▶ EXCERPT TO READ:

* begin *

And essentially, we’ve split it into two categories where we have, one type of portfolio that includes leverage for those who are comfortable with that. And that would be for someone who is an aggressive, has an aggressive growth posture. And then we have the remaining portfolios that are unlevered portfolios, that have a weight to equities, which are, implemented as we just described, and then have a weight to bonds.
Now, those portfolios, let’s talk about the unlevered portfolios for a second. Those portfolios are picking the bond maturity and the bond weight to try to bring things into balance. I think, when I look at like the typical model portfolio, the bonds tend to be similar across the different risk profiles. It’s just like it’s 95% equity, 5% the same bond portfolio, or 20% equity and 80% the same bond portfolio. But what, if leverage is the constraint, if we, if in this case we’re always a hundred percent invested, essentially we use the duration of bonds as an additional degree of freedom to try to help keep these things diversified.
So if you’re a very conservative investor, you might have 20% equity and 80% five year bonds. If you’re a more aggressive investor, it might be 60% equity and 40% 30 year bonds, because extending the duration is a way of bringing the portfolio balance. Maintaining balance. Yeah. And you do that because you’re constrained on leverage. We believe the five year bond has a higher Sharpe ratio than the 30 year bond, but you’re not willing to lever the five year bond, so that constraint is binding and we try to build the portfolio that achieves the diversification objective and the return objective under that constraint.
But then if you free us of that constraint and allow for leverage, then we have a balanced portfolio that is using a slightly shorter duration bond. So our leverage portfolio is, and we call it a protected levered portfolio because it does include some options for protection, but it’s basically 75% equity. Again, that can be US equity, or it can be a global equity portfolio. And then it is 125% what we call hedged enhanced treasury. So it’s a synthetic corporate bond alternative. So it’s using bond futures coupled with a modest short volatility overlay, such that the combination of those two is intended to serve as an investment grade substitute, but with what we expect to have better expected returns and a better drawdown profile. But it’s 75% equity, 125% exposure to that with a a relatively deep out of the money put option to protect against potentially catastrophic bond moves.
[01:12:13] Rodrigo Gordillo:
So that’s gotta be, there’s gotta be a minimum account size for something like that, given that it’s a futures contract, no?
[01:12:20] Roni Israelov:
Yes. There is basically one bond for futures contract, notional value of around 120 plus or minus, depending on, what’s going on, and yields about $120,000. But then on the short volatility overlay, essentially we need about a million dollars of bond exposure to be able to implement one contract, because it’s not very aggressive. It’s intended to be not a high yield or a super high yield substitute but an investment grade and…
[01:12:46] Rodrigo Gordillo:
And that bond exposure is what duration?
[01:12:48] Roni Israelov:
So it’s 10-year treasury, so that’s gonna be closer to, given current yield curves, the six and a half year maturity bond, which is probably like a five and a half, duration.
[01:12:57] Rodrigo Gordillo:
I think we spoke about this about a year ago, the role that, when we think about risk parity, you’re coming from AQR, it includes inflation protection assets. It could be through TIPS, it could be through commodities, gold. And then there’s, we, I think we did talk about managed futures as an option. There’s, I can’t remember what the limitations were of not including those in models. Is it more of a kind of optimizing for behavior for the typical retail investor, or is it more of a regulatory restriction?

* end *

▶ LISTED ENTRIES:
* begin *

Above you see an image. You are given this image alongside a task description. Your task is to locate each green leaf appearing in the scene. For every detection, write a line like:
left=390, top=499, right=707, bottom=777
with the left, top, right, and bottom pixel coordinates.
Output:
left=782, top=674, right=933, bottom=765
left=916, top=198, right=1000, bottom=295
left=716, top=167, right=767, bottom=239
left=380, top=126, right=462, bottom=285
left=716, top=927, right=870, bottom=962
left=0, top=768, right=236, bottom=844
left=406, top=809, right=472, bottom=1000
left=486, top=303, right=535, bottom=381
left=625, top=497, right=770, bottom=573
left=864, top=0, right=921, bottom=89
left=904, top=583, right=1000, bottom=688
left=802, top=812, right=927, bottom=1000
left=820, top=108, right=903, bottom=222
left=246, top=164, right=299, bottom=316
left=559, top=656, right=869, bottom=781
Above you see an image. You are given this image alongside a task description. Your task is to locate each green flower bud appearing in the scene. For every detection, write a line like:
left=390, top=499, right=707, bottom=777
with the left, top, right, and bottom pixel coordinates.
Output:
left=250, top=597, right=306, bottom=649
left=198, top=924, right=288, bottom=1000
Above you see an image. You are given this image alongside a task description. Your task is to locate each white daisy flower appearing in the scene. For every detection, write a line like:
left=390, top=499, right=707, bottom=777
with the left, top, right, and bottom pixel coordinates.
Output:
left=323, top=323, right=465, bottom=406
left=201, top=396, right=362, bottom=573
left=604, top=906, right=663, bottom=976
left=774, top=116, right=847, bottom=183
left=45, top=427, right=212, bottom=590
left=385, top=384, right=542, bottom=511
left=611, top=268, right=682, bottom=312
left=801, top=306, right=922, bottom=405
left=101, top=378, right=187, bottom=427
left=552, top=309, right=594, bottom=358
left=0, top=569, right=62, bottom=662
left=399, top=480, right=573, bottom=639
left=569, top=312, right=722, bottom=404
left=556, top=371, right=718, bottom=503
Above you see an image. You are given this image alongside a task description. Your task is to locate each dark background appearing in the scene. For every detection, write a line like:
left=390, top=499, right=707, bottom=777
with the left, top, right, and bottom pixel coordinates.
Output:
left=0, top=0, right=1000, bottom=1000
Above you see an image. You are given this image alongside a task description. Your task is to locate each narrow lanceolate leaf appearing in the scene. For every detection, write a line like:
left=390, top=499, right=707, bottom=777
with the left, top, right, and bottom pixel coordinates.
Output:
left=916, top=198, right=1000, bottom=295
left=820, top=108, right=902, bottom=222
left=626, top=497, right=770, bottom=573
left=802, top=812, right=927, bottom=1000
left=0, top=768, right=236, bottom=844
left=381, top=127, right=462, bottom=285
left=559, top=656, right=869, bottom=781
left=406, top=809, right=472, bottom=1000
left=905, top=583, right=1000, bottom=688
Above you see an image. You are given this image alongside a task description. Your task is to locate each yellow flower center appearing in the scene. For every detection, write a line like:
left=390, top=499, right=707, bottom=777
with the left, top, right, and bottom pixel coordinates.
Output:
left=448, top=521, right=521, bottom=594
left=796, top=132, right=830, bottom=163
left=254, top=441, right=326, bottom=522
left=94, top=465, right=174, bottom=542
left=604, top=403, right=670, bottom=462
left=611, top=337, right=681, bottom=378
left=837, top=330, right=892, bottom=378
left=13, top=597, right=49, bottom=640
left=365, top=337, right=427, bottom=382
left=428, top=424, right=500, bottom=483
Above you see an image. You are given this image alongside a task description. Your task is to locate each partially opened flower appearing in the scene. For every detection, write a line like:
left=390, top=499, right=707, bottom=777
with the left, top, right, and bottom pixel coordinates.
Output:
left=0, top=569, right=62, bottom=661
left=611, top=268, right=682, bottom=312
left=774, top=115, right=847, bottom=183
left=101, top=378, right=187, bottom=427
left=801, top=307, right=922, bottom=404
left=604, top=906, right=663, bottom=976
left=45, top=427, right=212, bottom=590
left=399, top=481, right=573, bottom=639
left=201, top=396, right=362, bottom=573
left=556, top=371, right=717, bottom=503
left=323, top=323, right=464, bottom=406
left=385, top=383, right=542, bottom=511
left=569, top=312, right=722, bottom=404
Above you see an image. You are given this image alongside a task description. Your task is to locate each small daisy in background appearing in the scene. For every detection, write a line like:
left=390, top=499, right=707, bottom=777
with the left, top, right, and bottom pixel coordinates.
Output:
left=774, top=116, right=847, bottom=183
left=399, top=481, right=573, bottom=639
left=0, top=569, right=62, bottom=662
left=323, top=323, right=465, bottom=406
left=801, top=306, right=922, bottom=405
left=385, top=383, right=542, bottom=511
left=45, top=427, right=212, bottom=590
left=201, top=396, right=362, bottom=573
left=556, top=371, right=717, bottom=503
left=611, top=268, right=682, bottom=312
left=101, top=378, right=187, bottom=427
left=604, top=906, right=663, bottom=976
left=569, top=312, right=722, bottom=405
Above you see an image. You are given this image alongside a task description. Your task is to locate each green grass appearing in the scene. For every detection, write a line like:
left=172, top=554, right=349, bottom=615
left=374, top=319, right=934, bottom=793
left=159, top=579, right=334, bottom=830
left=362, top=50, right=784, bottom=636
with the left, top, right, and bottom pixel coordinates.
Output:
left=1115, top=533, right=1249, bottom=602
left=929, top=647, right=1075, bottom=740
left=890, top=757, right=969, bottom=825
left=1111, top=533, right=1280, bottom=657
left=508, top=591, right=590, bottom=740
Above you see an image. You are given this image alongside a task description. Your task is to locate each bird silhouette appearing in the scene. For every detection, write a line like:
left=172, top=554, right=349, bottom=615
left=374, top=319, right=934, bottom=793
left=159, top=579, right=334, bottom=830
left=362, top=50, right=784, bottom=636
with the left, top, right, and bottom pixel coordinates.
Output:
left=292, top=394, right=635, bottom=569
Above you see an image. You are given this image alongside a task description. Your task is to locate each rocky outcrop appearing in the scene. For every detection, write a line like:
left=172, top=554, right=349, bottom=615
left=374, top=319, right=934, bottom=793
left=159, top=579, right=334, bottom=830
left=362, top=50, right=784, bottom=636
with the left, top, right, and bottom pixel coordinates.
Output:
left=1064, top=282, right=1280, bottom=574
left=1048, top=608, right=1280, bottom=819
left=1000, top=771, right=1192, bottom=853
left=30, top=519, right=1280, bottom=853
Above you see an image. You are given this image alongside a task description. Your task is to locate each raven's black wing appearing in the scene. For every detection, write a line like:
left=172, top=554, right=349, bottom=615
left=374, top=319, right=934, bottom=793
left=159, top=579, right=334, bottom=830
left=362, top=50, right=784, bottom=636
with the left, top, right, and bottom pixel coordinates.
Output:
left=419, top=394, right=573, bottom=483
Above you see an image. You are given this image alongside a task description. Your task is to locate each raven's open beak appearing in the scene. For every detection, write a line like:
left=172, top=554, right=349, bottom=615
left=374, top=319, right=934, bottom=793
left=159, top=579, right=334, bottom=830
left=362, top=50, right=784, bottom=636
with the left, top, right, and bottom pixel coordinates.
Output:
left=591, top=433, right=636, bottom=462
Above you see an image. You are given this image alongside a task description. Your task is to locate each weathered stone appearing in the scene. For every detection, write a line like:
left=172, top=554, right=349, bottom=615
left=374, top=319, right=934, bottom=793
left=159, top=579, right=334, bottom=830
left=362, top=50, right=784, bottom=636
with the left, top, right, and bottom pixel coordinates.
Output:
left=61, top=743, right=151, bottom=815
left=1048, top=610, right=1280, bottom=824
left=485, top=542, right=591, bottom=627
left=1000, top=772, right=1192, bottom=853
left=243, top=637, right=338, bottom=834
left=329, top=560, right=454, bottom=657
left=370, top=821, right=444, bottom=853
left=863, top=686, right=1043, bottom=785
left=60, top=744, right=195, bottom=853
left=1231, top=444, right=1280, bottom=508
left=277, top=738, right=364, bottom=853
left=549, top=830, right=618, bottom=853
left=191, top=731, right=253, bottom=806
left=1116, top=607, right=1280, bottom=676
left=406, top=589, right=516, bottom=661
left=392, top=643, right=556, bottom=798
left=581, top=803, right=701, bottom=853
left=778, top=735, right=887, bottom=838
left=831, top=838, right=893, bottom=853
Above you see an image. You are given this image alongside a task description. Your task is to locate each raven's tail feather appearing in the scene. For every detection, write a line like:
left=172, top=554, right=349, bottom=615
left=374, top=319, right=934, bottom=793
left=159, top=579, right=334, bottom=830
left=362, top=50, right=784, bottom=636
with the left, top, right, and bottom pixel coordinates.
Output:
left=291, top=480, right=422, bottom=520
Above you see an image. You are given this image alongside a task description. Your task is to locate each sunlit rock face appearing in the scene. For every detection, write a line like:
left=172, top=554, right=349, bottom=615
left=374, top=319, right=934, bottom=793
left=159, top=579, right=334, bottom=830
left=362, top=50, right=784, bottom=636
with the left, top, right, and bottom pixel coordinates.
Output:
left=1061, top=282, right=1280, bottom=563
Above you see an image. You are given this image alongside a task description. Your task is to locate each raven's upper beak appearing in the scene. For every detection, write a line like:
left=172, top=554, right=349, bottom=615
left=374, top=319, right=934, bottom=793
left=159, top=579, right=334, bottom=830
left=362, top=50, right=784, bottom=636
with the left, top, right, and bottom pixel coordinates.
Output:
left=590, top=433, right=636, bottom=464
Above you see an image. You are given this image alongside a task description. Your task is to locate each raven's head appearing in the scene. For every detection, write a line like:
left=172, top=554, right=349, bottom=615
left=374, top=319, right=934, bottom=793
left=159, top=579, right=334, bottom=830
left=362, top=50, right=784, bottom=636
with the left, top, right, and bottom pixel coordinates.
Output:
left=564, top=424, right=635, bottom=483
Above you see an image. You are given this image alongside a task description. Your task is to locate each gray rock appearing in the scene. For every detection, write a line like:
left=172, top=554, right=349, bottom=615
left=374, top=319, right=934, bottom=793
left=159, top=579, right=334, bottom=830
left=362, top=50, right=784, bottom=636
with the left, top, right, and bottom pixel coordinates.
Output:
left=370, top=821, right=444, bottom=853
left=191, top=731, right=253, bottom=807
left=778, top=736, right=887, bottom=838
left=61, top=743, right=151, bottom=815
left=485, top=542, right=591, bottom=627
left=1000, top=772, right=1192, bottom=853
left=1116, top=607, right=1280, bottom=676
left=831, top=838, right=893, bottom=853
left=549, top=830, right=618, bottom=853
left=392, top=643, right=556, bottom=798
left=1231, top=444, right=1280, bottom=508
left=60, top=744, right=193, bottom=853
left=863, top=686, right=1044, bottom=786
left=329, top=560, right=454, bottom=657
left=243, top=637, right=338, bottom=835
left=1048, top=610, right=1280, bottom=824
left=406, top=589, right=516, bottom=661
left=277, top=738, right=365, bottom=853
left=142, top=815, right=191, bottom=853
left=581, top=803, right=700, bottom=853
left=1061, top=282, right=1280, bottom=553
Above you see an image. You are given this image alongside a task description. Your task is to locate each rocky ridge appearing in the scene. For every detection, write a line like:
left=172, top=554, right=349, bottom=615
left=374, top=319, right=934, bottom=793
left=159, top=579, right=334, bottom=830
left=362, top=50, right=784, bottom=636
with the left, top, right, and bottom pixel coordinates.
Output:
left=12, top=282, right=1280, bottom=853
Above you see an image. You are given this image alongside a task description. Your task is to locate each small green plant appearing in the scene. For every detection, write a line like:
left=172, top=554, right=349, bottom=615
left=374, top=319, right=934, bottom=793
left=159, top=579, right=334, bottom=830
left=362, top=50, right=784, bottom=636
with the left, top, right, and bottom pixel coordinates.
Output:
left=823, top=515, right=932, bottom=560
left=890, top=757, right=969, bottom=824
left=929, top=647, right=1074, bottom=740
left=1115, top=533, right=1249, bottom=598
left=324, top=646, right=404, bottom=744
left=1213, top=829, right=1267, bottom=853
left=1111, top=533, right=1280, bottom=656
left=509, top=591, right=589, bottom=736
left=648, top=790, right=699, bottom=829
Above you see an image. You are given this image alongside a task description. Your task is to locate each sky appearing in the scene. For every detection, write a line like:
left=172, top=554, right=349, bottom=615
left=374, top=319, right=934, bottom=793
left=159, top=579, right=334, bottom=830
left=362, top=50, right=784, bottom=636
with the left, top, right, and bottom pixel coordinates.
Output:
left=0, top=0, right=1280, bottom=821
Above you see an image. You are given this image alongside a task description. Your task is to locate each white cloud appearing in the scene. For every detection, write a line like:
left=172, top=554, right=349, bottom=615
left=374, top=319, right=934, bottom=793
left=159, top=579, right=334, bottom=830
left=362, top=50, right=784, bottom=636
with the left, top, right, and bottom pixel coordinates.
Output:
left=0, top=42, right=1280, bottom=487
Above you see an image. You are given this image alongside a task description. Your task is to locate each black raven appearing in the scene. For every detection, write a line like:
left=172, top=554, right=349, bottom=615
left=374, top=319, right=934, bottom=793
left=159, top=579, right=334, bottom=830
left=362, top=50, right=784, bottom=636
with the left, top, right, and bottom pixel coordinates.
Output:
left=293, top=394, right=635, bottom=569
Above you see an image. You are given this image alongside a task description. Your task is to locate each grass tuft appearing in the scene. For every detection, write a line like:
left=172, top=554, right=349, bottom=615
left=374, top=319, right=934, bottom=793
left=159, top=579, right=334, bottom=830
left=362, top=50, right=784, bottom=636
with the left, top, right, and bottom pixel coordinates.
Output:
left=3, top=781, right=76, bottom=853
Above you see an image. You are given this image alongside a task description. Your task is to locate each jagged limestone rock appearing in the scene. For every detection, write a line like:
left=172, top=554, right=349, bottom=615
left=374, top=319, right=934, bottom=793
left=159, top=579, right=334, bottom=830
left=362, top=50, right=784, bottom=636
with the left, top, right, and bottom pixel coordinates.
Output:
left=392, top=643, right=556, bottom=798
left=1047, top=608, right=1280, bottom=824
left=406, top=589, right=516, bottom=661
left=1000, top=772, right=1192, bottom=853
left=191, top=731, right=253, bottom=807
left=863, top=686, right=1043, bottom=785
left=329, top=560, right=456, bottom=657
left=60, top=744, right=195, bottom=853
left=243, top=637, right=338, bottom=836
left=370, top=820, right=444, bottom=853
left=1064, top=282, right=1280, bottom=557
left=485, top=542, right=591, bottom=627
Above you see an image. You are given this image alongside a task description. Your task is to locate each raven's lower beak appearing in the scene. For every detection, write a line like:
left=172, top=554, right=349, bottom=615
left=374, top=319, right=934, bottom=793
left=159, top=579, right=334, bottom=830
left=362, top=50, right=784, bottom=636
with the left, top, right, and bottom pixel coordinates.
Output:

* end *

▶ DIRECTIVES:
1) In the portfolio discussion, swap "Sharpe ratio" for "risk-adjusted return" and write out the passage starting with "So if you’re" and going on through "under that constraint.".
2) Using the portfolio discussion, state whether each statement agrees with it, answering yes or no and quoting the words that decide it: (a) The protected levered portfolio is basically 75% equity. (b) A very conservative investor might hold 60% equity and 40% 30 year bonds. (c) The bond exposure in the levered portfolio is based on the 10-year treasury.

▶ OUTPUTS FOR THE TASKS:
1)
So if you’re a very conservative investor, you might have 20% equity and 80% five year bonds. If you’re a more aggressive investor, it might be 60% equity and 40% 30 year bonds, because extending the duration is a way of bringing the portfolio balance. Maintaining balance. Yeah. And you do that because you’re constrained on leverage. We believe the five year bond has a higher risk-adjusted return than the 30 year bond, but you’re not willing to lever the five year bond, so that constraint is binding and we try to build the portfolio that achieves the diversification objective and the return objective under that constraint.

2)
(a) Yes: "but it’s basically 75% equity."
(b) No: "So if you’re a very conservative investor, you might have 20% equity and 80% five year bonds."
(c) Yes: "So it’s 10-year treasury"